= Study text =
HPV Tests More Sensitive Than Pap Tests for Cervical Cancer Detection
Human papillomavirus (HPV) tests that use self-collected vaginal samples are more sensitive than clinically performed Pap smears for detecting precancerous cervical lesions and invasive cervical cancer, a population-based randomized trial conducted in Mexico indicates.1 The HPV tests were three times as effective as Pap smears in detecting cervical abnormalities of at least moderate severity, and four times as effective in detecting cervical cancer. However, HPV tests also yielded more false-positive results than did Pap smears.
Cervical cancer takes an especially great toll in developing countries, which typically lack the resources to sustain clinical screening and prevention services. HPV testing may be particularly useful in these settings, because it is less expensive and more convenient than performing and evaluating Pap smears. In addition, under optimal conditions, HPV testing is more effective than Pap smears in detecting precancerous and cancerous lesions. To examine whether this is true in a low-resource country, researchers conducted a randomized equivalence trial comparing HPV tests of self-collected vaginal samples against routine analyses of Pap smears.
From March 2006 to April 2007, investigators recruited women aged 25–65 from 540 medically underserved, largely rural communities in three Mexican states. Participants had to be enrolled in Oportunidades, a poverty-reduction program for people with limited health care access and low levels of education and nutrition; in addition, they could not be pregnant or have had a hysterectomy. Women were assigned to one of two interventions: to self-collect vaginal samples at home for HPV testing, or to have a Pap smear at a local clinic. Those in the HPV-testing group were visited at home by a nurse, who taught them how to collect a vaginal sample; the samples were then tested at a laboratory. Women who tested positive for HPV or whose Pap smear indicated abnormalities were referred for colposcopy to examine the cervix, vagina and vulva in more detail; the trial’s primary endpoint was detection of cervical intraepithelial neoplasia (precancerous cellular abnormalities) of at least moderate severity, known as CIN 2.
Because some of the women who had been assigned to the self-collection group were reassigned to the Pap smear group (generally because they were not home when the nurse visited), analyses focused on the women who followed their assigned protocol—9,202 women who self-collected a vaginal sample for HPV testing, and 11,054 who underwent a Pap smear. The mean age for women in both groups was 38.

= Entries provided =
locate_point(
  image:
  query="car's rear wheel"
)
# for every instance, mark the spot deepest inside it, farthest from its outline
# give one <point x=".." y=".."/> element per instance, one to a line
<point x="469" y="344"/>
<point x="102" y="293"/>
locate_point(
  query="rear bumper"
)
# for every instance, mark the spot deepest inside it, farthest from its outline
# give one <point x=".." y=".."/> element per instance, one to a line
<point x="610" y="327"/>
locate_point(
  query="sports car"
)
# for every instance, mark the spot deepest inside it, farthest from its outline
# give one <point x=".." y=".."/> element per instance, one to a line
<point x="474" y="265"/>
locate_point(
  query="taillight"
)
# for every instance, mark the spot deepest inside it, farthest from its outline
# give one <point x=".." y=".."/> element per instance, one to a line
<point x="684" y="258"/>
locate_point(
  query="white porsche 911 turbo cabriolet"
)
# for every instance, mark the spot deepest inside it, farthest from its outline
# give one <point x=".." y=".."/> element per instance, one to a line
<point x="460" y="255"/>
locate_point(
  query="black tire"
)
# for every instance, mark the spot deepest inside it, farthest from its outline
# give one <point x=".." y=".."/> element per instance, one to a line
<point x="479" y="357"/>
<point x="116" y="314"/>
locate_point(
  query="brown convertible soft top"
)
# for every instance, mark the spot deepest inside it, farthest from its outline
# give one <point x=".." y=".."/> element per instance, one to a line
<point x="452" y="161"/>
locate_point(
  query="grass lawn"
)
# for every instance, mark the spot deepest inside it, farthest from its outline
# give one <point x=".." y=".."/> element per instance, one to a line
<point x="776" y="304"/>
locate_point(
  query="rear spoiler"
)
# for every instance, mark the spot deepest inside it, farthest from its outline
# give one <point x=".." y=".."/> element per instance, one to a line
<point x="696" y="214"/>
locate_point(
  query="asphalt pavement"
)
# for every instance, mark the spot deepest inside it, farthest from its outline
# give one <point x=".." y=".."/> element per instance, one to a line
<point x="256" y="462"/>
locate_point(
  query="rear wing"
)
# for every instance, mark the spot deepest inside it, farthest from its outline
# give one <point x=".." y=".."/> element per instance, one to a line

= Problems and tasks =
a) Please write out the part of the HPV testing article starting with "Because some of" and going on through "groups was 38.".
b) Continue the HPV testing article from where it stops.
The listing has no connection to the HPV testing article.

= Task answers =
a)
Because some of the women who had been assigned to the self-collection group were reassigned to the Pap smear group (generally because they were not home when the nurse visited), analyses focused on the women who followed their assigned protocol—9,202 women who self-collected a vaginal sample for HPV testing, and 11,054 who underwent a Pap smear. The mean age for women in both groups was 38.

b)
Overall, 10% of participants who had self-collected a vaginal sample tested positive for one of the HPV types that are associated with cervical cancer, while 0.4% of women who had had a Pap smear had evidence of abnormal cervical cells. Colposcopy of women with positive tests revealed that HPV testing was more effective than Pap smears in detecting precancerous or cancerous lesions: The prevalence of lesions categorized as CIN 2 or worse was 117 per 10,000 among women who had undergone HPV testing, compared with 34 per 10,000 among those who had had a Pap smear. HPV tests also detected a higher rate of invasive cervical cancer than did Pap smears (30 vs. seven per 10,000). Sensitivity analyses indicated that HPV testing was 3.4 times as sensitive as Pap smears in detecting lesions of CIN 2 or worse, and 4.2 times as sensitive in detecting cervical cancer. None of the invasive cancers in either group had spread beyond the cervix.
However, HPV testing also produced more false-positive results than did Pap smears. As a result, a positive HPV test result had a lower positive predictive value than did a positive Pap smear: Only 12% of women with positive HPV tests had CIN 2 or worse lesions, compared with 91% of those with positive Pap smears. Rates of false-positive results did not differ by age in either group.
The authors noted that the large number of false-positive HPV results—and the associated colposcopy referrals, risks of overtreatment and costs—were a major limitation of the study. Because most of these HPV-positive women will not develop precancerous or cancerous lesions, “the low positive predictive value is a burden to public health care services,” they wrote. Another limitation was the absence of testing to confirm negative test results for women from both intervention groups.
Nevertheless, the authors conclude that the ability of HPV testing to detect precancerous cervical lesions and invasive cervical cancer is especially valuable for women whose limited health care access may permit only a few cancer screenings in their lifetime. “Vaginal self-sampling for HPV testing reduces the need for cytology clinics and permits an increase in screening coverage, especially in marginalized areas,” they note. The challenge, they add, will be determining the most effective treatment for HPV-positive women without incurring unnecessary colposcopy costs.
1. Lazcano-Ponce E, Self-collection of vaginal specimens for human papillomavirus testing in cervical cancer prevention (MARCH): a community-based randomised controlled trial, Lancet, 2011, 378(9806): 1868–1873.